### Quoted text:

Using SharePoint search in an ASP.NET application with noise filtering

In this post, I'll detail the steps & code used to get this working. I used this method to add search capabilities to a site implemented with MCMS 2002.

By Last Updated: July 15, 2004 7 minutes read

Most content site owners want to be able to search the content in their sites. If you have access to MicrosoftSharePoint Portal Server 2003 (SPS 2003), you can use the advanced searching features to create a index of your site. The index is exposed via the SharePoint Query Service web service by submitting a specially crafted XML query to the service (this part, the syntax of the query, gave me the most trouble).

In this article, I’ll detail the steps and include some of the code used to get this working. I used this method to add search capabilities to a site implemented with Microsoft Content Server 2002. There are quite a few steps involved in implementing this process:

  1. Create a content index in SharePoint
  2. Create a content source in SharePoint
  3. Build a search submission page
  4. Implement pre-search logic (such as removing noise words from keyword searches)
  5. Compose logic to craft the search query
  6. Submit the query
  7. Render the dataset returned to present the results

Create a content index in SharePoint

Go into the SharePoint Portal’s Site Settings and click Configure Search and Indexing. Now click the Add Content Index. The name you give the index is what you’ll use in the query.

Create a content source in SharePoint

Now that an index is created, you’ll need a content source to store the index of the website. Go back to the Configure Search and Indexing page and click Add content source. Select the name of the content index you created above, specify it’s a website, and hit next. Now, enter the URL of the site, a short description, the crawl configuration you desire, and select the source group you specified when you created the content index.

Now that’s finished, execute a full update of the website so SharePoint will start crawling and have it’s index populated by the time we’re ready to fire the search off.

Build a search submission page

Nothing fancy here, just a ASP.NET page with an input box for keywords and a submit button. I added some advanced searches that I use to further filter my search.

For example, in a MCMS 2002 site, you can have your url based off the site channel hierarchy. I used that information to filter products, services, news releases, or hit results from specific divisions. That’s something you need to determine based on your needs.

Add a web reference to your ASP.NET project pointing to the SharePoint Query Service. It can be found in the /_vti_bin/search.asmx off the root of the portal’s website.

Implement Pre-Search Logic

Wire up the click event to fire off some logic to trigger the search. Before crafting the XML query, you might want (I did) to clean out any noise files from the keywords submitted. This is actually a lot easier than you think. I took the english noise file from SharePoint (C:\Program Files\SharePoint Portal Server\DATA\Config\noiseeng.txt), modified it so every single word or letter (whatever made up a word) would be listed on a separate line. Then, I loaded the list of noise words into a ADO.NET datatable (one column… one record per word) and added it to the ASP.NET cache with a dependency on the noise file.

### Excerpted data:
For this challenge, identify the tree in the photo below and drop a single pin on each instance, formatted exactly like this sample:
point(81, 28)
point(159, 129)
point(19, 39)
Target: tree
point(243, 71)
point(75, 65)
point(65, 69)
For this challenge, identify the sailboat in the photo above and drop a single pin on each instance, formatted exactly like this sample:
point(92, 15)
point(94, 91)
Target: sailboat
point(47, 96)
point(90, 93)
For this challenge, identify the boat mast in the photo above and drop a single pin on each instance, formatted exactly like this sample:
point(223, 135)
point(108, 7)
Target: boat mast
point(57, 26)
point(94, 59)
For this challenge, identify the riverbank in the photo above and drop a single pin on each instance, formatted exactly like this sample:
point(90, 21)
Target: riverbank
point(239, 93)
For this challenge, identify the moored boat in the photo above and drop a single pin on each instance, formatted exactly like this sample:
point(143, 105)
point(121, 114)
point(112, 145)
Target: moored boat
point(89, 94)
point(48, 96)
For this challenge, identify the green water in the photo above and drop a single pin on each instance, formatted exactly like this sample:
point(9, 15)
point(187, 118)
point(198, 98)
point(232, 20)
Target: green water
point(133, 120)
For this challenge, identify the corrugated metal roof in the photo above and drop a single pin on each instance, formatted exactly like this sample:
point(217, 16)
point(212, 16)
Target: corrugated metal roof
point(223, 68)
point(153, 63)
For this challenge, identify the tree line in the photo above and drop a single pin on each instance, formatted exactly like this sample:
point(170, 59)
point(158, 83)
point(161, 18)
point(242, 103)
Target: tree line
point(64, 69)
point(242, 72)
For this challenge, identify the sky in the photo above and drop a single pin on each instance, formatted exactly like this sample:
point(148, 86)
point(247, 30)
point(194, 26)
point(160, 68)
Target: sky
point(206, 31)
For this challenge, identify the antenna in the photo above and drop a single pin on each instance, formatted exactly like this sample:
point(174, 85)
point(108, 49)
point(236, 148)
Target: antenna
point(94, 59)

### Given task A:
Can you quote the SharePoint search article word for word, from "Nothing fancy here, just" to "on your needs."?
### Given task B:
What comes next in the SharePoint search article after its final sentence? Write the continuation.

### Output A:
Nothing fancy here, just a ASP.NET page with an input box for keywords and a submit button. I added some advanced searches that I use to further filter my search.

For example, in a MCMS 2002 site, you can have your url based off the site channel hierarchy. I used that information to filter products, services, news releases, or hit results from specific divisions. That’s something you need to determine based on your needs.

### Output B:
private void InitNoiseTable() {
  // if the noise datatable is in cache, load it
  if (HttpContext.Current.Cache[c_noiseCacheKey] == null) {
    // create noise table
    this.m_noiseWordTable = this.LoadNoiseFile();
    // add to cache
    HttpContext.Current.Cache.Insert(this.c_noiseCacheKey,
                                     this.m_noiseWordTable,
                                     new CacheDependency(this.m_noiseFilePath)
                                    );
  } else
    this.m_noiseWordTable = (DataTable)HttpContext.Current.Cache[c_noiseCacheKey];
}

Now that I have a reference to the noise list, I need to get a list of all the keywords that were submitted. In my case, I only cared for alphanumeric characters, as well as the spaces the separated these words. After cleaning out the non alphanumeric characters, I split the resulting list into an array and checked each word to see if it was a noise word. If it is, I removed it from the array. At this point, I have an array of keywords without noise.

public string BuildMssqlftQuery(string searchParm,
                                string searchScope,
                                Components.AdvancedSearchOptions advancedOptions) {
  StringBuilder keywordList = new StringBuilder();

// clean out noise
Stack cleanKeywords = this.RemoveNoise(searchParm, ConfigurationSettings.AppSettings["SearchNoiseFile"].ToString()
);

bool firstPass = true;
foreach (object keyword in cleanKeywords) {
  // if this isn't the first time, add conjunction
  if (!firstPass)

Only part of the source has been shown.